Content starts

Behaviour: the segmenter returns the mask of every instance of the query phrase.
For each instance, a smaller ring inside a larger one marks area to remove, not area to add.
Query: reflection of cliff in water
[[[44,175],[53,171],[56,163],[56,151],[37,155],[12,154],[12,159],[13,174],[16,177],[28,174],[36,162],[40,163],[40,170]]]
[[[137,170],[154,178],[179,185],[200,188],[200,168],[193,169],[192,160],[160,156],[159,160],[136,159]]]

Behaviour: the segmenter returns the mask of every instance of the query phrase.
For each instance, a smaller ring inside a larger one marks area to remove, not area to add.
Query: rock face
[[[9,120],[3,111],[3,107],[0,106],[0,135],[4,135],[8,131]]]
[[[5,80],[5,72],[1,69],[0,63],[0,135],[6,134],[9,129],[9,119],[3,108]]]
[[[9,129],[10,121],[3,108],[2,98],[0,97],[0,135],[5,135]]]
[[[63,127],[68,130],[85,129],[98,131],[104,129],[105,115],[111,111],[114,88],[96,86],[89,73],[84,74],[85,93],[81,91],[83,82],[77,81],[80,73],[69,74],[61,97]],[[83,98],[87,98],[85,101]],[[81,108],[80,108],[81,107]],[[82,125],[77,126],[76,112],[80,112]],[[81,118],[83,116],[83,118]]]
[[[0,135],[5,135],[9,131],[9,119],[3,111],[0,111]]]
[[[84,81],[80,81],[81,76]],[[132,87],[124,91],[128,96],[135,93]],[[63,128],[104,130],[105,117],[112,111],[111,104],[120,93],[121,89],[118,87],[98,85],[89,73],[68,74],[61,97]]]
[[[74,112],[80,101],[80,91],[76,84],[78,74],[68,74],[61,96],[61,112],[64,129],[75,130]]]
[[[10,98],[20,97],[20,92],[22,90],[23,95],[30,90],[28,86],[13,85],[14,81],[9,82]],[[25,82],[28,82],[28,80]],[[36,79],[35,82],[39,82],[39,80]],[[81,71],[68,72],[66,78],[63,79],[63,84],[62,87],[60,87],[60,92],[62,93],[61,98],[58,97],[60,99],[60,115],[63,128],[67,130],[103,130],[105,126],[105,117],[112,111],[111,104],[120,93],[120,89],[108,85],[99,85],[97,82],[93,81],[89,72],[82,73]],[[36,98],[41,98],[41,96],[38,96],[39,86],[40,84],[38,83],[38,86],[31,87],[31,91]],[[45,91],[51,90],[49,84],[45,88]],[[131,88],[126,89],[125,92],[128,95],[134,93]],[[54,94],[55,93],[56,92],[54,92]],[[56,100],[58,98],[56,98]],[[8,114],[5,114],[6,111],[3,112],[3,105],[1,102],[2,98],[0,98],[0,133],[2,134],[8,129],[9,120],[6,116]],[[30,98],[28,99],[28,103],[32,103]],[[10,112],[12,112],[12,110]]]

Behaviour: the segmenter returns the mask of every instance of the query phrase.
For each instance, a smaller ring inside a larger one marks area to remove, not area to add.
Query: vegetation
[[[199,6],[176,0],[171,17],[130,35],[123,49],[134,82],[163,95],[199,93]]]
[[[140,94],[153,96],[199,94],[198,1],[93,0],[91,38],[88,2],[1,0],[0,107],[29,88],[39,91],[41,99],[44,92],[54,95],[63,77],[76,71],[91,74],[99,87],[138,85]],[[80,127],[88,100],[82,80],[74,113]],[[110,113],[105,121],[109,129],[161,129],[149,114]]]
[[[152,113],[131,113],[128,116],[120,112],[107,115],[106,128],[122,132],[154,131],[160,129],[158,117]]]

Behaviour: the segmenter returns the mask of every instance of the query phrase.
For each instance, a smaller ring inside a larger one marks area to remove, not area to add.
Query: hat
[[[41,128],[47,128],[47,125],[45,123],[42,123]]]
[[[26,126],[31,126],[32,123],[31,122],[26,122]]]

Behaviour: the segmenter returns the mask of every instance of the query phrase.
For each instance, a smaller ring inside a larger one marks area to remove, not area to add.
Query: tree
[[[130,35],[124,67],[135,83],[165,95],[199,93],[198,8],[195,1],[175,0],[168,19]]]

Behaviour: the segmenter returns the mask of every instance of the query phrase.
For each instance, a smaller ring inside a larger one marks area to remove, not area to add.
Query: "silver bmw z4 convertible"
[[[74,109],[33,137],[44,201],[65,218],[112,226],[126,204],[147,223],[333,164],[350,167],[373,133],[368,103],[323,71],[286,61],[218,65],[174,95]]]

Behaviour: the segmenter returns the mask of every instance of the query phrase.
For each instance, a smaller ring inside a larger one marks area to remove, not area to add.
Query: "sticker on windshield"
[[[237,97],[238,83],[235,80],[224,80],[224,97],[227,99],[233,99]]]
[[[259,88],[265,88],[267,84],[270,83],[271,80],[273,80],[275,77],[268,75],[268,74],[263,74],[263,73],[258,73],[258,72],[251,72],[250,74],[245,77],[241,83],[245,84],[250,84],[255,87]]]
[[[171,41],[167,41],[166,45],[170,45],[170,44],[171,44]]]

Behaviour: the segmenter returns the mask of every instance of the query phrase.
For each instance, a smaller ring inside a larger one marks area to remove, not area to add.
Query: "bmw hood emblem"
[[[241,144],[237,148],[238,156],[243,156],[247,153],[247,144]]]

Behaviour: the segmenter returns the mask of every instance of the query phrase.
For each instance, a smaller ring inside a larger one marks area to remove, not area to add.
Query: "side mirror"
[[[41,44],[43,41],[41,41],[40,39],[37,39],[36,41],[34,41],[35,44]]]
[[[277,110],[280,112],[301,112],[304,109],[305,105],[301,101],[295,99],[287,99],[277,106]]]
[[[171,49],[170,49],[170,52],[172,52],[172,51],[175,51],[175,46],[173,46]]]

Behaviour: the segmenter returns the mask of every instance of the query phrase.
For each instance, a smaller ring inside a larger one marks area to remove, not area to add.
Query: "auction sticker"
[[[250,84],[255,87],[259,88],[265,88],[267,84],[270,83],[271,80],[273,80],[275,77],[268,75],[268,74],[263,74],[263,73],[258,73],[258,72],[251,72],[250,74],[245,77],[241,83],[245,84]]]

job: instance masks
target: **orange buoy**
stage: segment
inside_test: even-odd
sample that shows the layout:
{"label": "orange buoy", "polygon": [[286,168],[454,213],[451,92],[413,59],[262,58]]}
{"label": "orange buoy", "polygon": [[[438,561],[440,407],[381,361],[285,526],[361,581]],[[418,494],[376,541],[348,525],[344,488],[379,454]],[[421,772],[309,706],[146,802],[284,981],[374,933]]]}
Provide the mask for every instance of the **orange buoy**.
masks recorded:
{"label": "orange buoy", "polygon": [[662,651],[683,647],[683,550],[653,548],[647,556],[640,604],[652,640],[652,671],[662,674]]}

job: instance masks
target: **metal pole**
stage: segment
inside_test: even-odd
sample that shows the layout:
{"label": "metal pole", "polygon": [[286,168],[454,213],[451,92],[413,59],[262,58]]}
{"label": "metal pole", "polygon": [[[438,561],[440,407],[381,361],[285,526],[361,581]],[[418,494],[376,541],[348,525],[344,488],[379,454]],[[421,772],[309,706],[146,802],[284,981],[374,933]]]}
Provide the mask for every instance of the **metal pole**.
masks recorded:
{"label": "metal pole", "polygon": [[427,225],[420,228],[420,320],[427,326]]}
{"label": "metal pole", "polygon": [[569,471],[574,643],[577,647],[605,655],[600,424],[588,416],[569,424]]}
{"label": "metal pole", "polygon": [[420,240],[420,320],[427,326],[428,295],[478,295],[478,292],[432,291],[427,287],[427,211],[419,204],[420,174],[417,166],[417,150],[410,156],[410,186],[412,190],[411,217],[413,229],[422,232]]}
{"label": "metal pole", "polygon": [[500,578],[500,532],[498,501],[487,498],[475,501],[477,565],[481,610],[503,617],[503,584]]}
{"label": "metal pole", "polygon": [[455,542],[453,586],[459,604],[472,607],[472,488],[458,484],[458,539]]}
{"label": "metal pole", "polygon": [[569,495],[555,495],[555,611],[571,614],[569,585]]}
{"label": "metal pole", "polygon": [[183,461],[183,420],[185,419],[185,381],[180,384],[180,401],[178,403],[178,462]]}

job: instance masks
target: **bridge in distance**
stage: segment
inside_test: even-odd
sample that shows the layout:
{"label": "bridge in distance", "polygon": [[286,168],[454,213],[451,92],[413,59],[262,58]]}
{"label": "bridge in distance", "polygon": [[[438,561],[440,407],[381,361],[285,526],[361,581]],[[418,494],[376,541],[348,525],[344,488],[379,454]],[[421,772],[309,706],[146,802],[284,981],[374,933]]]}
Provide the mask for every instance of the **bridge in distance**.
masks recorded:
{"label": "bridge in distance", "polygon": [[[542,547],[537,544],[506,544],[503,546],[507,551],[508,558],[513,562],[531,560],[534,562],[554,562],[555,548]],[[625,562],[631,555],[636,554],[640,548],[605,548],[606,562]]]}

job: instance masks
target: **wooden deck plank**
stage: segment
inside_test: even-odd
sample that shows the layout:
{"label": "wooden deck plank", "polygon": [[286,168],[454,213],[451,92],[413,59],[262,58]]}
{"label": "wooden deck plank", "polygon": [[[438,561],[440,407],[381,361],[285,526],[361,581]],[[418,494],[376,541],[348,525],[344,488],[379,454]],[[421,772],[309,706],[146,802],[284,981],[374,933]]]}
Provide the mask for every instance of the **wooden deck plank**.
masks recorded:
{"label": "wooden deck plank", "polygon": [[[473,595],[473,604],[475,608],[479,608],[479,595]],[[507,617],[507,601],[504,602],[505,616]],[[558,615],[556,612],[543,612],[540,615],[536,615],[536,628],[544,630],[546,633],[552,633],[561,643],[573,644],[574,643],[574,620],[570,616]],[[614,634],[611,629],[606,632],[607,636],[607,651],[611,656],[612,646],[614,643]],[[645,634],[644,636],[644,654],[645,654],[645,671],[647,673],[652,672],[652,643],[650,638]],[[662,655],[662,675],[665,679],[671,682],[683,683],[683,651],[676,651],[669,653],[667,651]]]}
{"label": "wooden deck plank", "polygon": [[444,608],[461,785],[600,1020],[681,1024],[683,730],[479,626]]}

Content ends

EXERCISE PROMPT>
For the listing above, find how many lines hold the word "Provide". Only the number should be written.

ANSWER SPACE>
4